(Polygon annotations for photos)
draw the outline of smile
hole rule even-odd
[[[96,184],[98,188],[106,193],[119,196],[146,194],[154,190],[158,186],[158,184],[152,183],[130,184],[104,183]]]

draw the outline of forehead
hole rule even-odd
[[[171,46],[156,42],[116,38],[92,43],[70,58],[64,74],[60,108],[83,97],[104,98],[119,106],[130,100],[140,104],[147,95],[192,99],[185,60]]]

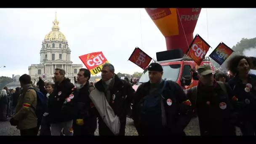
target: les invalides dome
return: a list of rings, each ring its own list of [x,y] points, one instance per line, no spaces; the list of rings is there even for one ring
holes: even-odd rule
[[[39,80],[40,76],[44,79],[53,82],[55,69],[61,68],[66,72],[65,77],[74,83],[74,77],[77,76],[81,64],[73,64],[70,60],[71,51],[68,46],[66,36],[59,31],[59,22],[56,13],[53,21],[52,31],[46,35],[42,43],[40,50],[40,64],[32,64],[29,67],[29,74],[34,82]]]
[[[55,14],[55,19],[53,21],[53,27],[51,28],[52,30],[46,35],[43,40],[43,43],[58,41],[67,44],[67,40],[66,39],[66,36],[59,31],[59,21],[57,20],[56,13]]]

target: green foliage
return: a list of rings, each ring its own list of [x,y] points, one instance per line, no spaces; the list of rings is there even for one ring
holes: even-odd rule
[[[137,78],[140,78],[141,76],[141,75],[142,75],[142,72],[134,72],[134,73],[133,75],[133,77]]]
[[[12,81],[13,79],[10,77],[3,76],[0,77],[0,90],[2,90],[6,84]]]
[[[213,60],[211,59],[211,62],[215,68],[220,67],[224,70],[227,70],[226,68],[227,62],[232,56],[237,54],[243,54],[243,52],[246,49],[250,48],[255,48],[256,46],[256,37],[248,39],[246,38],[243,38],[240,42],[237,42],[235,45],[233,46],[232,49],[235,51],[221,66]]]

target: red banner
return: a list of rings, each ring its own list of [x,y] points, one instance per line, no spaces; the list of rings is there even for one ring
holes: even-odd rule
[[[145,69],[151,61],[151,58],[138,47],[136,47],[130,56],[128,60]]]
[[[92,75],[100,73],[102,65],[109,63],[101,51],[85,54],[79,56],[79,58]]]
[[[207,43],[197,34],[186,53],[197,65],[200,65],[210,47]]]

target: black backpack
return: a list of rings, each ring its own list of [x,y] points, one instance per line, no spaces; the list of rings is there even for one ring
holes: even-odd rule
[[[141,100],[138,108],[139,109],[140,125],[146,129],[160,128],[166,125],[165,109],[163,107],[162,93],[168,82],[164,80],[161,91],[155,91],[146,96]]]
[[[34,88],[29,88],[29,89],[32,89],[35,91],[37,94],[37,107],[31,107],[35,111],[35,114],[37,118],[41,117],[43,113],[45,112],[47,107],[47,97],[40,91],[37,91]],[[23,96],[25,95],[25,93]]]

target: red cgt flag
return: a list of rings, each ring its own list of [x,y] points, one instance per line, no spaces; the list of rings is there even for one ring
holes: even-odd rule
[[[151,61],[151,58],[138,47],[135,49],[130,56],[128,60],[135,64],[141,69],[145,69]]]
[[[210,45],[197,34],[186,53],[198,65],[200,65],[210,48]]]

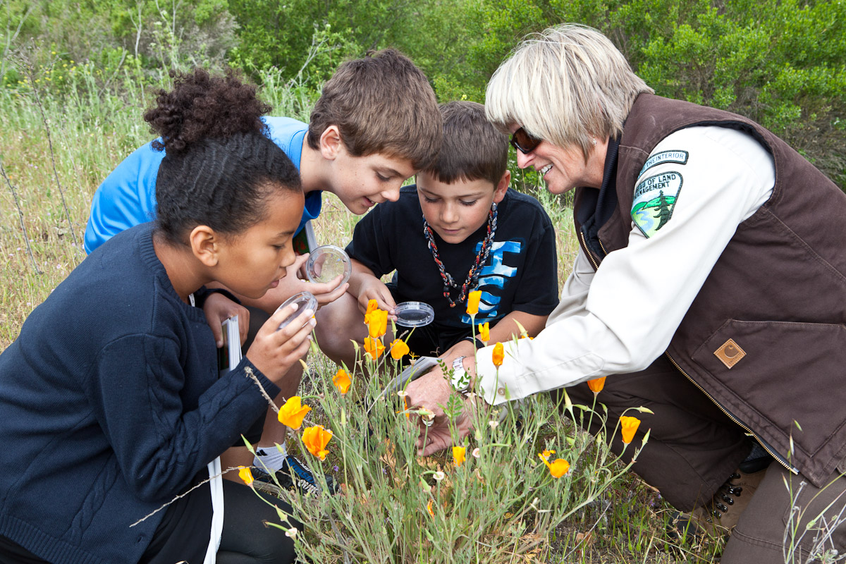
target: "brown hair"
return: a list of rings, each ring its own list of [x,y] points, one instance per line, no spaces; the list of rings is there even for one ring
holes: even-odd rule
[[[395,49],[344,63],[323,86],[311,111],[308,143],[337,125],[349,154],[382,153],[428,167],[441,147],[441,114],[426,76]]]
[[[497,186],[508,166],[508,138],[487,121],[481,104],[451,101],[440,109],[443,141],[426,172],[448,184],[484,179]]]

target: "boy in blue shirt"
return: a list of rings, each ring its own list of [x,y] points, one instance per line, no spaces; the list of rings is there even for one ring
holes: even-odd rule
[[[349,339],[367,336],[371,299],[392,315],[401,302],[431,305],[434,321],[415,328],[408,345],[415,354],[449,360],[471,356],[478,344],[466,313],[470,291],[482,292],[475,321],[490,324],[492,342],[518,334],[514,321],[536,335],[558,304],[555,231],[536,200],[508,191],[508,138],[487,122],[481,104],[440,109],[437,160],[399,200],[359,222],[347,246],[349,289],[317,313],[318,342],[338,364],[353,365]],[[381,282],[393,270],[392,282]]]

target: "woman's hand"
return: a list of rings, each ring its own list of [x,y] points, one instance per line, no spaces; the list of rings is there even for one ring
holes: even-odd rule
[[[464,408],[461,413],[455,419],[455,430],[459,438],[463,438],[470,435],[473,430],[474,413],[476,408],[475,400],[473,397],[464,397]],[[420,436],[417,437],[417,454],[427,457],[430,454],[442,451],[453,446],[453,435],[449,429],[449,419],[443,415],[436,417],[432,424],[426,425],[424,418],[419,419]]]
[[[261,326],[246,357],[255,368],[278,383],[291,367],[309,352],[311,330],[316,323],[314,311],[305,309],[293,321],[279,329],[279,325],[294,311],[296,304],[277,311]]]
[[[212,334],[214,335],[217,348],[223,346],[223,328],[221,324],[233,315],[238,315],[240,344],[243,345],[246,341],[247,331],[250,330],[250,310],[243,305],[236,304],[222,293],[214,292],[206,297],[206,301],[203,302],[203,313],[206,314],[206,320],[212,328]]]

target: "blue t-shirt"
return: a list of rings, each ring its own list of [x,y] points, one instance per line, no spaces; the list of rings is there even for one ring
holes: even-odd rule
[[[271,140],[285,151],[299,170],[303,140],[309,126],[290,118],[265,117],[261,119],[267,124]],[[156,178],[164,155],[163,151],[155,151],[151,141],[136,149],[106,177],[91,200],[91,213],[85,227],[86,253],[124,229],[153,220],[156,216]],[[320,215],[320,209],[321,193],[305,194],[305,208],[297,233],[305,222]]]

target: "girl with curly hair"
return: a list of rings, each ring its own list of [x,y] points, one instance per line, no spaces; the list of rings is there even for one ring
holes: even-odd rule
[[[185,102],[196,80],[160,92],[145,116],[166,150],[156,221],[91,253],[0,354],[0,562],[294,557],[263,523],[276,509],[221,480],[218,457],[263,417],[257,384],[276,395],[307,351],[313,312],[279,331],[291,310],[277,312],[218,378],[193,307],[212,282],[261,298],[294,261],[299,177],[236,83],[219,104]]]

# [Exercise instructions]
Convert the lines from the one containing "target: red cgt flag" through the one containing "[[[210,45],[197,34],[186,53],[198,65],[200,65],[210,48]]]" into a Markdown table with the columns "Row" and "Line", numbering each row and leaving out blank lines.

# [The output]
| Row | Line |
|---|---|
| 1 | target: red cgt flag |
| 2 | return: a list of rings, each ring its own list of [x,y] points, one instance per line, no spaces; the list of rings is there even for one ring |
| 3 | holes: even-odd rule |
| 4 | [[[151,61],[151,58],[138,47],[135,49],[130,56],[128,60],[135,64],[141,69],[145,69]]] |
| 5 | [[[210,45],[197,34],[186,53],[198,65],[200,65],[210,48]]] |